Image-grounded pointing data

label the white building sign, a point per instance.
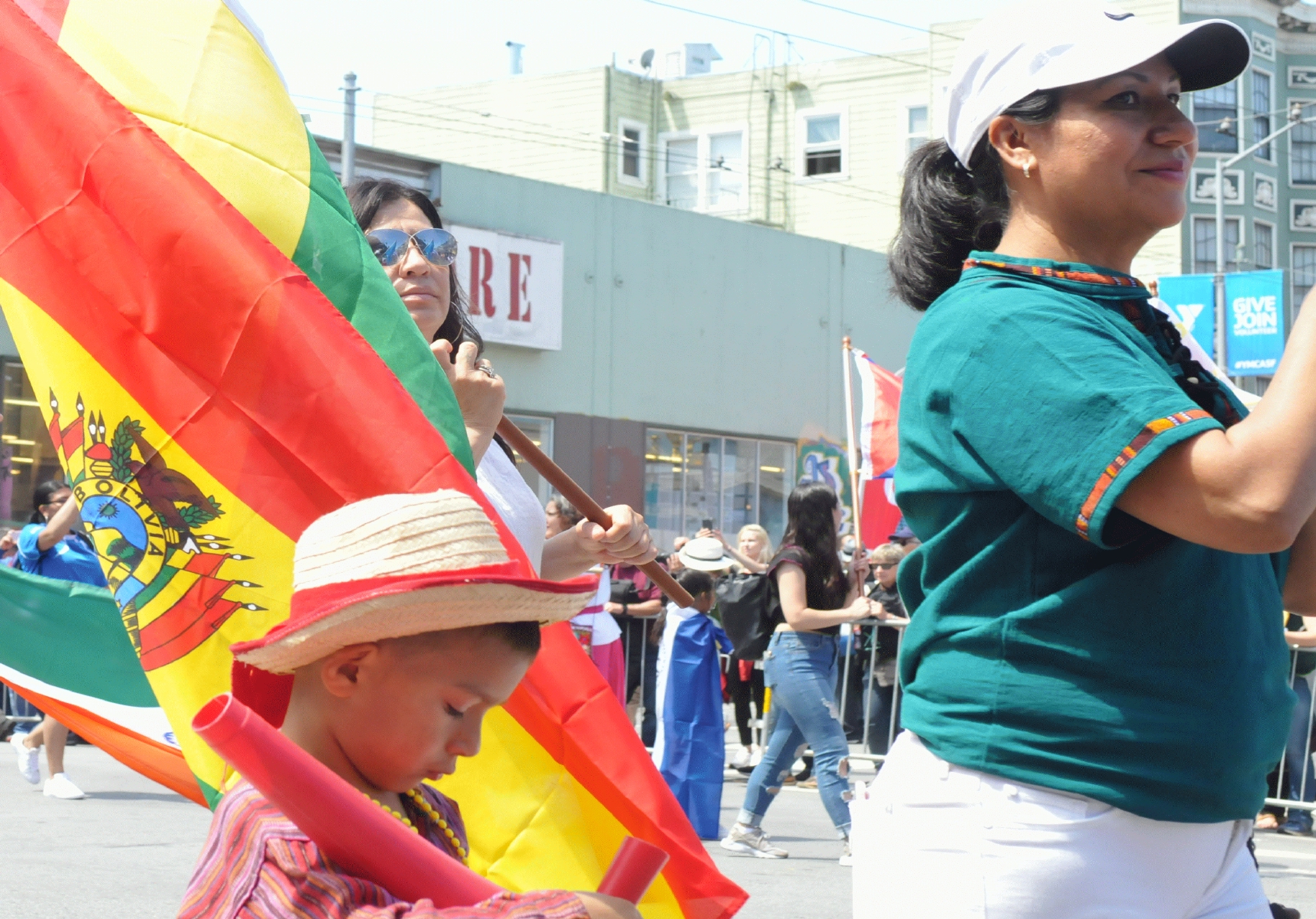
(514, 285)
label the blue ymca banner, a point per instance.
(1255, 322)
(1193, 299)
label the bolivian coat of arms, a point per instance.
(159, 538)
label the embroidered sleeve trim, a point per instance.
(1124, 459)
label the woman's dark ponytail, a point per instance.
(946, 211)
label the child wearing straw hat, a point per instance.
(408, 623)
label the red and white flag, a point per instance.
(880, 390)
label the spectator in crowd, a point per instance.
(410, 241)
(886, 562)
(690, 745)
(801, 666)
(753, 551)
(1094, 682)
(9, 548)
(904, 538)
(636, 604)
(1301, 633)
(53, 547)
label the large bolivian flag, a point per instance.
(210, 401)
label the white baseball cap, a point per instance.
(1048, 44)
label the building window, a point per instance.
(1301, 155)
(1216, 115)
(726, 170)
(540, 431)
(1204, 245)
(1261, 104)
(821, 145)
(682, 173)
(916, 128)
(1303, 272)
(691, 478)
(1264, 244)
(633, 155)
(706, 172)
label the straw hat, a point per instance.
(399, 565)
(706, 554)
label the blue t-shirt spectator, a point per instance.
(71, 558)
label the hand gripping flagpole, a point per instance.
(585, 503)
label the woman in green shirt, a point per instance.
(1096, 675)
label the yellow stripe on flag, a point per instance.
(561, 836)
(54, 360)
(203, 67)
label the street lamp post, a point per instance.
(1295, 119)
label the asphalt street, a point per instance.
(129, 849)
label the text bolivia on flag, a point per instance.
(291, 461)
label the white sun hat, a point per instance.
(399, 565)
(1048, 44)
(706, 553)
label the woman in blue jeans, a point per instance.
(816, 595)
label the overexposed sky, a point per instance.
(402, 45)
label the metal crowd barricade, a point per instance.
(894, 721)
(15, 710)
(1307, 777)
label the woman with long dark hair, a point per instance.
(410, 241)
(816, 595)
(51, 547)
(1096, 675)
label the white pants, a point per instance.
(955, 843)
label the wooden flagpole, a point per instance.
(587, 506)
(852, 444)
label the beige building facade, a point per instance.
(818, 149)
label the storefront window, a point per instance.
(27, 456)
(540, 431)
(730, 481)
(703, 481)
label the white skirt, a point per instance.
(955, 843)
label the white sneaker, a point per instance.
(60, 787)
(752, 840)
(28, 765)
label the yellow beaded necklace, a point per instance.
(428, 810)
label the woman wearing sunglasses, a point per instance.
(410, 241)
(1096, 677)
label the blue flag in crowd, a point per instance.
(690, 750)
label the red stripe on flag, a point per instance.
(190, 309)
(47, 14)
(567, 708)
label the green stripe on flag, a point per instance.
(336, 256)
(71, 636)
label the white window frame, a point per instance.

**Required action**
Write out exactly the lines that begin at the one containing "label the yellow beaded" and continue through the last line of the data, and only those.

**Exercise response**
label the yellow beaded necklace, a point per instance.
(428, 810)
label the woman wearing sunglasses, a point per instance.
(410, 241)
(1096, 677)
label the blue flag in crowd, a point per instance.
(690, 750)
label the red stripe on flag, a point per instance.
(190, 309)
(47, 14)
(567, 708)
label the green stripe on flag, a point per instance.
(336, 256)
(71, 636)
label the white window frame, a point per instance.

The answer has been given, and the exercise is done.